With the images set aside, retype every record below character for character.

### Collected data entries

------------------------------------------------------------

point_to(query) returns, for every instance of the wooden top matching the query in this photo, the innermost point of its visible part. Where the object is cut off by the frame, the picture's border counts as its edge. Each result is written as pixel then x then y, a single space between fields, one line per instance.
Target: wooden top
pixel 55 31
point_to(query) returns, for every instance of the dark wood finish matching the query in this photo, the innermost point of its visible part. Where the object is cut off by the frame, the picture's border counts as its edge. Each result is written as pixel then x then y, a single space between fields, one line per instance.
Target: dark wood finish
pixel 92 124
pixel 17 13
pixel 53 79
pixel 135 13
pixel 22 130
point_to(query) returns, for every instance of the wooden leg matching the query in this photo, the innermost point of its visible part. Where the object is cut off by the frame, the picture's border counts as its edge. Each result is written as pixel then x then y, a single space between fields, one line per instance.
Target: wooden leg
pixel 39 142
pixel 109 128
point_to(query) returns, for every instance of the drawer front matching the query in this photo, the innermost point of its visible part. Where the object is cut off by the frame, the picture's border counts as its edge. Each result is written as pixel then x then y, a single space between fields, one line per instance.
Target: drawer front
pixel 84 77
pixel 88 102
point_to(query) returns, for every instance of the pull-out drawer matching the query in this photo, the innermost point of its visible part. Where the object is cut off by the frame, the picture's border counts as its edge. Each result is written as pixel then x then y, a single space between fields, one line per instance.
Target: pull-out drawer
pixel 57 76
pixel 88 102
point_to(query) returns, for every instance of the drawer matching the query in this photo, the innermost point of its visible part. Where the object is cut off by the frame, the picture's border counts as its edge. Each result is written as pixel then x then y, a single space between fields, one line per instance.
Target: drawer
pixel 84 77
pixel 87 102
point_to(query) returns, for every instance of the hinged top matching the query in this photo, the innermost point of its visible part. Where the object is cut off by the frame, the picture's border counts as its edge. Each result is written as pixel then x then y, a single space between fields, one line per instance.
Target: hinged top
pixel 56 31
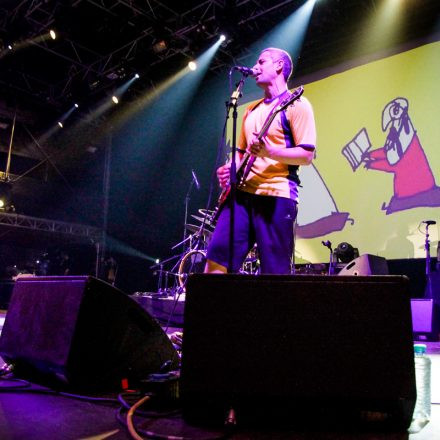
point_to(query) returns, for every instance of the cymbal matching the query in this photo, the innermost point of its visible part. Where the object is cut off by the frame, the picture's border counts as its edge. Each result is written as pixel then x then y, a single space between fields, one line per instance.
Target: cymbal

------------------------------------------------------------

### ANSWER SECTION
point_to(query) returns, for every instance of the wooden top matching the query in this photo, the innermost point of its visible part. Where the object is cut off by the frame, the picture's border counts as its edge. Each result is written as pixel then x then y, a single space between fields, one line per instance.
Target: wooden top
pixel 55 31
point_to(query) returns, for every instance of the dark wood finish matching the query in this photo, the innermost point of its visible part. Where the object is cut off by the frame, the picture's border counts as its edge. Each result is written as pixel then x then y, a single space between fields, one line per instance.
Target: dark wood finish
pixel 92 124
pixel 17 13
pixel 53 79
pixel 135 13
pixel 22 130
point_to(query) returns, for every instance of the wooden leg matching the query in this photo, the innermost point of its visible part. Where the object is cut off by the frame, the picture's border counts as its edge. Each result is written as pixel then x then y, a single space between fields, one line per instance.
Target: wooden leg
pixel 39 142
pixel 109 128
point_to(query) returns, for every instance of the drawer front matching the query in this photo, the innermost point of its visible part. Where the object is cut off by the frame, the picture's border counts as its edge. Each result is written as pixel then x then y, a single space between fields, one line per instance.
Target: drawer front
pixel 84 77
pixel 88 102
point_to(query) returns, for every instance of the pull-out drawer matching the query in this photo, the innermost point of its visible part. Where the object is cut off by the frame, the picture's border counts as its edge. Each result is written as pixel then x then y, a single space between fields, one line per instance.
Target: pull-out drawer
pixel 57 76
pixel 88 102
point_to(query) returns, for every instance of the drawer matching the query in this photo, the innermost point of its visible part. Where the object is cut off by the frame, the picture's border counts as its edge. Each result is written as pixel then x then y, a single space between fields, one line per instance.
Target: drawer
pixel 84 77
pixel 87 102
point_to(query) returns, for every instance of the hinged top matching the query in this photo, the innermost point of its visible part. Where the object is cut off by the frame, the picture's border counts as its edge. Each result is written as pixel then x then y, a single space between fields, one line per instance.
Target: hinged top
pixel 56 31
point_to(query) returns, for every instance of the cymbal matching the query in this photo, the innermost point of its visible part. Where the object is cut off by the frame, the picture's border counts as its edge. Each result is written as pixel then x then y, a single space between fields, one line per instance.
Target: cymbal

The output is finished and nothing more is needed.